Ghana’s “argumentative tradition” is more literal; in Ghana, everything is debatable!

On 6th November 2021, I appeared on Citi TV’s Big Issues program, where the topic of discussion was Ghana’s “digitalization agenda”, championed by the country’s Vice President, a subject I subsequently wrote about here. In the studio was the Executive Secretary of the Vice President, who also doubles as a Chief in both the Sefwi and Mamprusi areas of Ghana.

A lively debate ensued about a flurry of PR statements from the Vice Presidency touting the national ID card (the “Ghana Card”) as a “e-Passport” due to Ghana’s decision to join the ICAO PKD Network. During the discussion, it became apparent that unnecessary confusion was being created about how the development was a benefit conferred on Ghana because of the Ghana Card, seeing as that misconception is completely untrue. The Ghana Card has no role to play. It is not the card that has been “recognised” but Ghana’s “public key”, which the lay reader can think of as a “highly secure electronic signature”. That key can be embedded in any ID document at all. After the show, I wrote my article and considered the matter closed.

Until I woke up a few days ago to an official Ghana News Agency report splashed across Ghana’s media networks that ICAO has “recognized the Ghana Card as an e-Passport”. The subsequent rebuttal of this bizarre and incoherent claim by ICAO itself did nothing to quieten the controversy. Debate continues on social media even now, with government affiliates still pushing the narrative of the “Ghana Card having become an e-Passport” and opposition activists having a field day with the ICAO statement.

But what makes this a uniquely Ghanaian contrived controversy?

Because, first of all, no country in Africa that has joined the ICAO PKD network has succeeded in transforming it into a high-stakes, high-octane, political jamboree. See the list below.

List of African PKD Participants

Nigeria has been a member of the PKD network for more than a decade, but I don’t recall seeing a single episode of government-opposition tussle over what this means. In each of the African countries that have chosen to publish their public keys in the ICAO directory and comply with the smart chip standards that make verification of the public key possible by the other 79 countries that are part of the process, the whole endeavour has been treated as an obscure technical development.

» **Data to process**:
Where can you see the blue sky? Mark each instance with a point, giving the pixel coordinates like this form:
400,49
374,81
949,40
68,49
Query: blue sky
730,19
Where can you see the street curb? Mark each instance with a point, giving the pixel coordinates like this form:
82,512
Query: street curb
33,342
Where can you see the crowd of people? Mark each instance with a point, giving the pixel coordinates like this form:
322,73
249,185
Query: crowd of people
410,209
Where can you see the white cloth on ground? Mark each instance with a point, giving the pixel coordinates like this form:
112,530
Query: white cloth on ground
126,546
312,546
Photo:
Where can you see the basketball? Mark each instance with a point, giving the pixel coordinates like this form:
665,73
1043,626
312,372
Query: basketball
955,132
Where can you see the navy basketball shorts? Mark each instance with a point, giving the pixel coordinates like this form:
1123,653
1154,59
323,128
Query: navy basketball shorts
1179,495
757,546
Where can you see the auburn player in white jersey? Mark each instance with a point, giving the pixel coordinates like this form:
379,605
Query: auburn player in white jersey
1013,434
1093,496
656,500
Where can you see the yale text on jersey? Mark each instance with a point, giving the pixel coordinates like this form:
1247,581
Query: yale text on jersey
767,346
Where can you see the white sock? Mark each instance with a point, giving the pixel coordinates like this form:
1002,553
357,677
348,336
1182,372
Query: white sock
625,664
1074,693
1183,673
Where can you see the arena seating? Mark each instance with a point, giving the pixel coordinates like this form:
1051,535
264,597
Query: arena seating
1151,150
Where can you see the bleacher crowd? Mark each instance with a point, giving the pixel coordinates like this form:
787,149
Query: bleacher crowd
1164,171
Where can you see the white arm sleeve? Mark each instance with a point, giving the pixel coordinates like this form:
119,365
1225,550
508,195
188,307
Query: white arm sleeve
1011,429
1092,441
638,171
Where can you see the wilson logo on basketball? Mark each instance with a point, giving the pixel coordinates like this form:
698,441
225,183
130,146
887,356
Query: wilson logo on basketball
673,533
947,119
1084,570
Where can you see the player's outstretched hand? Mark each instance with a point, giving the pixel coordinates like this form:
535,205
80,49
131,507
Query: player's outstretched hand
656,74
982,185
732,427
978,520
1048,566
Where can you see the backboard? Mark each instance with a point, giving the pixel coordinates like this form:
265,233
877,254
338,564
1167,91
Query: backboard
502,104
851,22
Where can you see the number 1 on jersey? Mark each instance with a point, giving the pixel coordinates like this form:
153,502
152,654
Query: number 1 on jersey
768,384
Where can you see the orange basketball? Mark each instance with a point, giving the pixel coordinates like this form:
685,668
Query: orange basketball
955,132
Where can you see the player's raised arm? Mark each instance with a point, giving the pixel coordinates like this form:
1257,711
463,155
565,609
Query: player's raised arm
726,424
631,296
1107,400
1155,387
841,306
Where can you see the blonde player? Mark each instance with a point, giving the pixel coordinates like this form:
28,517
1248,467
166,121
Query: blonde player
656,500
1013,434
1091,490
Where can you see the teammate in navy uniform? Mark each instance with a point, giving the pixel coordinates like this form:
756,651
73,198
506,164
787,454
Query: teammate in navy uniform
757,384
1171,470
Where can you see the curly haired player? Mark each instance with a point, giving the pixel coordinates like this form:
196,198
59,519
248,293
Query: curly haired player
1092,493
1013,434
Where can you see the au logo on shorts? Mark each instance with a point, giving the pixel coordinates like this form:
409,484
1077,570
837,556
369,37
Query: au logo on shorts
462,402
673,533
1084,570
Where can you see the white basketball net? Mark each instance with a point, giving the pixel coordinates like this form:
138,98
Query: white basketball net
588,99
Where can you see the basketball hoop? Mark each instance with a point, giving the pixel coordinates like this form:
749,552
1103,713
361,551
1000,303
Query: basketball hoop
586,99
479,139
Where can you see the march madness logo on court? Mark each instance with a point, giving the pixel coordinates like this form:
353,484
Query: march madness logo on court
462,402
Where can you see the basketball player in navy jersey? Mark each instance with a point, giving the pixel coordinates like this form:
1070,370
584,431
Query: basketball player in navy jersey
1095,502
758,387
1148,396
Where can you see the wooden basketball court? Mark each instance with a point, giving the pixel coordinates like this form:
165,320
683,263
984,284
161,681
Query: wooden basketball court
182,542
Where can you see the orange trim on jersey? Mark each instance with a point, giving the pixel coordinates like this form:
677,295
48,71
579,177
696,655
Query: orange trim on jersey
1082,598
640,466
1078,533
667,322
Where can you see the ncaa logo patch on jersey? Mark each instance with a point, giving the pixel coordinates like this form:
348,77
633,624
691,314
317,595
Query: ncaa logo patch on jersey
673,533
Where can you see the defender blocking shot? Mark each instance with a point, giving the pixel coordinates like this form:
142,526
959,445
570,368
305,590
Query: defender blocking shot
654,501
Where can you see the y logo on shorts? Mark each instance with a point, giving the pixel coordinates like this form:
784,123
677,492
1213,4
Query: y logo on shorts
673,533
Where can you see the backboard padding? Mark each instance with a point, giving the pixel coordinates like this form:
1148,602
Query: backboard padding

» **Set problem 1**: Rewrite the entries starting at the line that contains "Where can you see the backboard padding?" and running to the end of the entries, with every "backboard padding" changed to "rim padding" and nothing else altered.
» **Set problem 2**: Continue the piece on the Ghana Card and ICAO PKD controversy, picking up after its final sentence.

» **Response 1**:
Where can you see the rim padding? Mark each instance with a point, giving the pixel coordinates like this form:
1148,602
Query: rim padding

» **Response 2**:
Joining the ICAO PKD simply means that other countries in the network can confirm that the “electronic signature” on documents issued by a joining government are genuine. This process itself has got nothing to do with e-Passport functionalities per se, which are about encoding the principal information of the traveler (including biometrics) in electronic format and the acceptance of the document in which the electronic information is embedded. India has been a participant of the PKD since 2009 but it is only now about to add e-Passport functionality to all its passports (some Indian officials have had e-Passports since 2008).

Uganda has been part of the PKD for nearly three years now but is only now about to transition from machine-readable biometric passports to a full e-passport. Indeed, Ghana initiated that process in 2014 but could not conclude the contracting to complete. Of course, Ghana had not joined the ICAO PKD when it was contemplating this transition in 2014 but one does not need to be part of the ICAO PKD to issue e-Passports.

In fact, there are countries like South Africa and Kenya with advanced digital travel identity systems in Africa that are not yet participants in the PKD system. Some countries like Taiwan that have migrated from machine-readable to the e-Passport model cannot directly participate in the ICAO process because of geopolitics, even though Hong Kong and Macao, autonomous regions of China are both participants.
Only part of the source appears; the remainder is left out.